Problem set =
1: In the concert announcement, what is the name of the band Jeffrey Bützer plays in with the other performers?
2: In the entries, reproduce the part that opens with the line containing "the blue abrasive" and closes with the line containing "pixel 174 85", swapping "bottle cap" for "bottle lid" and keeping everything else the same.

Given passage =
--------------------

Also, this Saturday, Club Silencio: Music from the Films of David Lynch returns to the Earl. A tribute to the music featured in “Twin Peaks,” Blue Velvet and other Lynch productions, it is performed by Jeffrey Bützer with T.T. Mahoney, Nikki Speake, Ben Davis, Sean Zearfoss, and Matt Steadman, who all play with Bützer in his band the Bicycle Eaters. Bützer has also curated similar shows with the songs of both Tom Waits and Leonard Cohen. What I find interesting about Bützer’s presentations is that, rather than performing the material letter-perfect, the music is approached in much the same way he writes his own compositions, featuring instruments as varied as guitars, violin, accordion, piano, glockenspiel, resonator bells, autoharp, bowed banjo, harmonica, melodica, toy piano, percussion, and Casio. The result is demonstrative rather than just interpretative, and offers as much of Bützer’s own personality as that of the original composers.

--------------------

Listed records =
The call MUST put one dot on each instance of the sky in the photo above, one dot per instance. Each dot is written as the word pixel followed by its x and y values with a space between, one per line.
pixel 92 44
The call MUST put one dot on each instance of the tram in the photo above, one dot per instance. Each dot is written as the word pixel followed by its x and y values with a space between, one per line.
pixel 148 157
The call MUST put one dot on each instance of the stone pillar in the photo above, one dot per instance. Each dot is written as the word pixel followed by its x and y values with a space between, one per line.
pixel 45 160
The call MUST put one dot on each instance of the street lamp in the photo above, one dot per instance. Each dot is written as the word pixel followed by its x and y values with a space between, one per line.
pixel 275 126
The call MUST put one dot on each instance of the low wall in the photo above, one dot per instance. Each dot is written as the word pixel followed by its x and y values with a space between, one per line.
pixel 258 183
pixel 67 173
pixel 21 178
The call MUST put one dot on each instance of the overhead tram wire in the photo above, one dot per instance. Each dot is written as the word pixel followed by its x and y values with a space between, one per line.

--------------------

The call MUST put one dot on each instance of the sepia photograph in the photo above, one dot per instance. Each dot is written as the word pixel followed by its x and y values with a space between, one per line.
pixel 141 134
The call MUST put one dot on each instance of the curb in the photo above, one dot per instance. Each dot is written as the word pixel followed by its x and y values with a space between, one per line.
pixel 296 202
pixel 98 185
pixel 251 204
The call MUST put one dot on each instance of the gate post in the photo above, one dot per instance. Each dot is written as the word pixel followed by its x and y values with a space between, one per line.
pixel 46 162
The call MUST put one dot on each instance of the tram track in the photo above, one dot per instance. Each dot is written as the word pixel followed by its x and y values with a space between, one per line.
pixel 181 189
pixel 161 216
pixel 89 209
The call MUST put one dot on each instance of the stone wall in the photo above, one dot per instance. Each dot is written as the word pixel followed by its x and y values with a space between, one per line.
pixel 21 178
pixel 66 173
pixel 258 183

--------------------

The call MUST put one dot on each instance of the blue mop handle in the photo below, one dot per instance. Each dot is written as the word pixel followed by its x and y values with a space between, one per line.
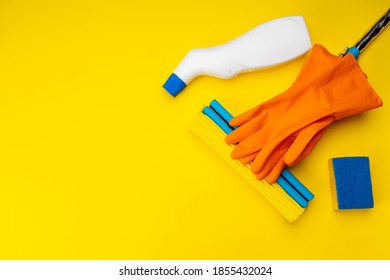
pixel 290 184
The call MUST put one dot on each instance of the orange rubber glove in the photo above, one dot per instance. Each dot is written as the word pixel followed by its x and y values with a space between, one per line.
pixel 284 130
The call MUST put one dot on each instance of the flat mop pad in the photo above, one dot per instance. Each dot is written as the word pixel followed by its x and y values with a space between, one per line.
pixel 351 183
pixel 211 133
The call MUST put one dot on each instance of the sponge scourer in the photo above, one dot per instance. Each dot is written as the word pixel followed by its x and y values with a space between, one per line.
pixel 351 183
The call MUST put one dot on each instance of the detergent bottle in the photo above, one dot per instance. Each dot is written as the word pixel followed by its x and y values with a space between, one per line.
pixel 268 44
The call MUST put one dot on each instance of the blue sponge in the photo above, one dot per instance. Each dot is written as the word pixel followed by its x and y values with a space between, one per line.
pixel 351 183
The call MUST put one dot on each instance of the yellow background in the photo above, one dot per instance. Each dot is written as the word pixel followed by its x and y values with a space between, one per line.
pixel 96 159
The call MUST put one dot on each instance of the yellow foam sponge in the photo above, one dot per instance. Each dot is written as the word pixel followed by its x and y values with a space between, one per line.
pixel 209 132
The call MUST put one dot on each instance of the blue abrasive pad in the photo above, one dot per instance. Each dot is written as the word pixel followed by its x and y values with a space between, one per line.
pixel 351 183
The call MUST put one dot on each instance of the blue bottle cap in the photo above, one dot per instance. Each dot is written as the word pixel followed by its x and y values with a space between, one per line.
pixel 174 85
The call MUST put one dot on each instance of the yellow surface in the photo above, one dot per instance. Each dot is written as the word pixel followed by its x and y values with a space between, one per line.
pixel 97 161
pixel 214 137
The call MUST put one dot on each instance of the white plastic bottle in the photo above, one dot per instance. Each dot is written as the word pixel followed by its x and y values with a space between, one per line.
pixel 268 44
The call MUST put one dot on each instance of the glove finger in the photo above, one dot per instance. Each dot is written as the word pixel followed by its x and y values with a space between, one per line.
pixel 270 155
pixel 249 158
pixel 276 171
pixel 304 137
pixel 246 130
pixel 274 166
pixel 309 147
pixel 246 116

--------------------

Per-task outputs =
1: The Bicycle Eaters.

2:
The call MUST put one dot on each instance of the blue abrasive pad in the photo above, one dot per instance. Each dot is written as the word pixel followed by its x and y values with a space between, one per line.
pixel 351 183
The call MUST put one dot on each instance of the blue bottle lid in the photo above, one dot per instance. Each dot is written as the word pixel followed by its x and y values with a space between, one per line.
pixel 174 85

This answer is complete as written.